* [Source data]
(begin)
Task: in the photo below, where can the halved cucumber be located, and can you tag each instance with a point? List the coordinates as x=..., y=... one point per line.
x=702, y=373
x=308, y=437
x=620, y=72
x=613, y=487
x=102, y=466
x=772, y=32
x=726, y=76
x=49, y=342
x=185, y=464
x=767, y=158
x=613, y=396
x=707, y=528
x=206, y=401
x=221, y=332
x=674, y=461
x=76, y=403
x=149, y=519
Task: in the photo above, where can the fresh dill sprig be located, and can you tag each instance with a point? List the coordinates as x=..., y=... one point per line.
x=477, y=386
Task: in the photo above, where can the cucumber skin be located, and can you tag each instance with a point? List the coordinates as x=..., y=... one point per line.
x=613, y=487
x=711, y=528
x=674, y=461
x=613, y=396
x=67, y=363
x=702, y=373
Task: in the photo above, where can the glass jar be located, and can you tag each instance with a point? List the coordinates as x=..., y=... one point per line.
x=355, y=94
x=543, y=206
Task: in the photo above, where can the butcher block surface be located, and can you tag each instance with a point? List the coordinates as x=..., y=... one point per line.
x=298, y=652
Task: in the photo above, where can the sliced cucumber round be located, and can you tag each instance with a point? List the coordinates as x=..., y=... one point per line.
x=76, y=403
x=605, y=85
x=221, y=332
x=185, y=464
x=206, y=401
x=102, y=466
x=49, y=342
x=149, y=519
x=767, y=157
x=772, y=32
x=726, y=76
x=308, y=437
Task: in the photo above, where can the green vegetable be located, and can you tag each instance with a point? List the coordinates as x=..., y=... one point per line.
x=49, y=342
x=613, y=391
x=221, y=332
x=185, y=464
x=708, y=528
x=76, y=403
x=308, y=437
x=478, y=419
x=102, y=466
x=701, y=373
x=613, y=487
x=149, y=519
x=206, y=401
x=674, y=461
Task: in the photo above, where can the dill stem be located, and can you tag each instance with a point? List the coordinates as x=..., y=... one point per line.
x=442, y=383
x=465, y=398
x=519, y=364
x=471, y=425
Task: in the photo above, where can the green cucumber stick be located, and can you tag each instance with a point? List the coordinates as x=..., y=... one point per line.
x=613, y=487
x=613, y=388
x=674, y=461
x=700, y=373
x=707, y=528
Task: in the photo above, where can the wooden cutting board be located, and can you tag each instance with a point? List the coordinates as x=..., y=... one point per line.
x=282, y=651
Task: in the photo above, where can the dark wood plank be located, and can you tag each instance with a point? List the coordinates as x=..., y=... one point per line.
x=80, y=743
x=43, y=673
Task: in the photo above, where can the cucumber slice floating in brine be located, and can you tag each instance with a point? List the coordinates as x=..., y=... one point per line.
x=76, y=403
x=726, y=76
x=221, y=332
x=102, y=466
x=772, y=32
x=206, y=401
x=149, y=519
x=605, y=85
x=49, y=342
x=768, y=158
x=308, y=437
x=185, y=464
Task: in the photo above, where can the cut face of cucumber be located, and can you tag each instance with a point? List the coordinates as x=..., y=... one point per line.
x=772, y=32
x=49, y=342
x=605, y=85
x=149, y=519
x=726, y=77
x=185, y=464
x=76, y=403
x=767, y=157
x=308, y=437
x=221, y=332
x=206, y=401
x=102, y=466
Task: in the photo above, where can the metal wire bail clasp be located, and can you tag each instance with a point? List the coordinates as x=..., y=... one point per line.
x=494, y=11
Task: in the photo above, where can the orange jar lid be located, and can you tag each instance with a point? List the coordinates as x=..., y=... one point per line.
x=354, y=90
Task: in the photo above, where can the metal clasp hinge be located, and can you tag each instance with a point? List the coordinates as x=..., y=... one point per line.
(end)
* [Exercise objective] Send back each record exactly as it stands.

* [Expected output]
Task: in the photo below, where can the halved cucumber be located, and can you tag each instance with a point? List the coordinates as x=..., y=... one point per line.
x=702, y=373
x=308, y=437
x=620, y=72
x=613, y=487
x=102, y=466
x=772, y=32
x=726, y=76
x=49, y=342
x=185, y=464
x=767, y=158
x=613, y=396
x=707, y=528
x=206, y=401
x=221, y=332
x=674, y=461
x=76, y=403
x=149, y=519
Task: in the photo above, where can the fresh dill sprig be located, and can you tag each instance with a point? List the coordinates as x=..., y=... one point per line.
x=477, y=386
Task: in the photo above, where can the cucumber skin be located, and can you tag each instance with a point? List the coordinates as x=..., y=... one point per line.
x=613, y=487
x=711, y=528
x=674, y=461
x=613, y=396
x=67, y=363
x=702, y=373
Task: in the photo above, where can the glass jar be located, and can you tag each instance with a point? List the coordinates as x=..., y=... one point per line.
x=355, y=94
x=543, y=206
Task: in the photo above, where can the butcher block surface be located, and can you tag each instance with a point? List the coordinates as x=..., y=... one point per line.
x=298, y=652
Task: in the photo above, where can the sliced cucumber round be located, and can you tag each instance with a point? List the coordinates as x=..., y=... one point per line.
x=76, y=403
x=605, y=85
x=221, y=332
x=185, y=464
x=206, y=401
x=102, y=466
x=49, y=342
x=149, y=519
x=767, y=157
x=772, y=32
x=726, y=76
x=308, y=437
Task: in the photo above, where can the green vegetable be located, and can you tag each instance with a point? List the coordinates as x=..., y=... one point per line.
x=49, y=342
x=613, y=391
x=221, y=332
x=185, y=464
x=708, y=528
x=76, y=403
x=308, y=437
x=478, y=419
x=102, y=466
x=701, y=373
x=613, y=487
x=149, y=519
x=206, y=401
x=674, y=461
Task: in the photo above, where can the dill stem be located, and can you tag each instance with a point? List the coordinates as x=..., y=... one point per line.
x=442, y=383
x=465, y=398
x=519, y=364
x=471, y=425
Task: in the photo above, where can the green cucumber stick be located, and can you tag each instance with a point? List the coordinates as x=..., y=... one point per line.
x=613, y=487
x=613, y=388
x=674, y=461
x=700, y=373
x=707, y=528
Task: in the photo above, where can the wooden cutting board be located, and can you tag each instance with a point? List the coordinates as x=..., y=... one point per line.
x=282, y=651
Task: in the photo above, where can the dark wood plank be located, and can you tag each instance with a point? List the coordinates as x=..., y=... one point per line.
x=80, y=743
x=43, y=673
Task: in the photo above, where can the cucumber slice floating in brine be located, and can you tag each instance with a point? List the coordinates as x=..., y=... one point per line.
x=76, y=403
x=726, y=76
x=221, y=332
x=102, y=466
x=772, y=32
x=206, y=401
x=149, y=519
x=605, y=85
x=49, y=342
x=768, y=158
x=308, y=437
x=185, y=464
Task: in the photo above, where can the cut face of cucumber be located, and can you tag each instance with a point? List the coordinates as x=..., y=... one point per line.
x=772, y=32
x=49, y=342
x=605, y=85
x=149, y=519
x=726, y=77
x=185, y=464
x=76, y=403
x=767, y=157
x=308, y=437
x=221, y=332
x=206, y=401
x=102, y=466
Task: in the photo above, where can the metal wire bail clasp be located, and can you tag each instance with a point? List the coordinates as x=..., y=... one point per line.
x=494, y=11
Task: in the photo above, where can the orange jar lid be located, and can you tag each instance with a point? List the coordinates as x=..., y=... one point per line.
x=354, y=90
Task: in the photo above, where can the metal clasp hinge be located, and can you tag each instance with a point? List the coordinates as x=..., y=... one point per line.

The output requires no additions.